Exercise instructions »
#1 Please retype the op-ed word for word, starting with "Op-ed: Israelis who" and going on through "Tel Aviv beach.".
#2 Using the op-ed, answer these:
(a) Which attorney general did the Forum for the Land of Israel approach?
(b) How many clauses did the group's legal representatives say the Israeli women violated?
(c) Which law did Hammerman admit to the police that she knowingly violated?
#3 Carry on the op-ed about Israeli women driving Palestinian women to the Tel Aviv beach, picking up right after its final sentence.

In the name of humanity

Op-ed: Israelis who drive Palestinian women to Tel Aviv beach are heroines, not criminals

In recent months, a group of Israeli women that includes editor Ilana Hammerman and author Klil Zisapel is undertaking a controversial campaign. They use their vehicles to drive Palestinian women from their villages in the territories to the Tel Aviv beach.

 

These women, who never saw the sea before and whose only contact with Israelis is with armed soldiers at roadblocks, encounter a different life on the Tel Aviv beachfront promenade. After some hours of bathing, observation, and amazement upon seeing the sea for the first time in their lives, they return to their daily routine, which is light years away from their Israeli experience, armed with a joyful memory and a horizon to cling to.

 

Yet the Forum for the Land of Israel heard about it and raised a hue and cry. In an inquiry with Attorney General Yehuda Weinstein, the group’s legal representatives presented 10 clauses which the Israeli women violated by driving those considered foreigners and bringing them into Israel. Hammerman was recently questioned by the Israel Police and without playing any games admitted that she knowingly violated the “Entry into Israel Law.”

 

Some will be outraged and say: Hammerman and her colleagues did not drive women, but rather, female terrorists; after all, every Palestinian carries explosive devices in their underwear. Others will say that these bleeding hearts are traitors, enemies of Israel, collaborators and whatnot. Yet in my view, they are heroines.

Recorded data »
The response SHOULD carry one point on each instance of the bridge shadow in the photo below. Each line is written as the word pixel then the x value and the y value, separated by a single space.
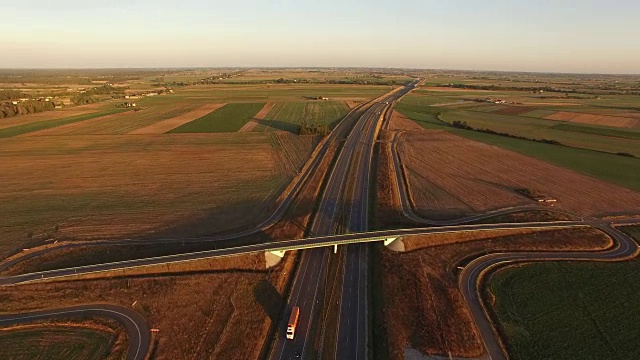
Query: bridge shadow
pixel 279 125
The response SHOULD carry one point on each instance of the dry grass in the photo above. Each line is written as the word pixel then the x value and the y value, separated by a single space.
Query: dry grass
pixel 115 186
pixel 126 122
pixel 100 339
pixel 294 151
pixel 605 120
pixel 260 116
pixel 172 123
pixel 223 314
pixel 54 114
pixel 387 212
pixel 474 177
pixel 423 307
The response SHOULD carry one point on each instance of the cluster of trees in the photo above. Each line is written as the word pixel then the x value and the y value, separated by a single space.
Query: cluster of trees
pixel 11 94
pixel 313 128
pixel 26 107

Activity answers »
#1
Op-ed: Israelis who drive Palestinian women to Tel Aviv beach are heroines, not criminals

In recent months, a group of Israeli women that includes editor Ilana Hammerman and author Klil Zisapel is undertaking a controversial campaign. They use their vehicles to drive Palestinian women from their villages in the territories to the Tel Aviv beach.

#2
(a) Yehuda Weinstein
(b) 10
(c) The "Entry into Israel Law"

#3
 

Indeed, they are violating the law and they are the first ones to be aware of it. They openly declare that they are unwilling to recognize the legality of legislation that allows every Jew to freely travel through most of the land between the Mediterranean Sea and Jordan River yet deprives Palestinians of this right.

 

Not a ticking time bomb

Have we forgotten Abie Nathan, the peace hero who spent time in jail because he engaged in talks with Palestinians and knowingly broke the law? Some years passed and that law appeared to be illogical and incomprehensibly foolish and was annulled. Isn’t it time to re-examine the righteousness of the Entry into Israel Law and shake up bias that has become too entrenched? Do we need to wait for years before we understand this legislation’s needlessness?

 

A woman who never saw waves and sand on the beach is not a ticking time bomb. She’s merely a woman joyful over the sight of a blue sea, which we take for granted. A Palestinian woman from a West Bank refugee camp also deserves once in her life to visit the beach. Making people happy is not a crime; it’s a privilege.

 

Ilana Hammerman and her colleagues have presented to us with the bar for graciousness, limitless giving without any interest, and the assumption of personal risk, as the offences attributed to them carry a two-year jail sentence. These women are a small reminder to the fact that not all of us had become brutal and that the corrupting occupation nonetheless left some humanity in some of us.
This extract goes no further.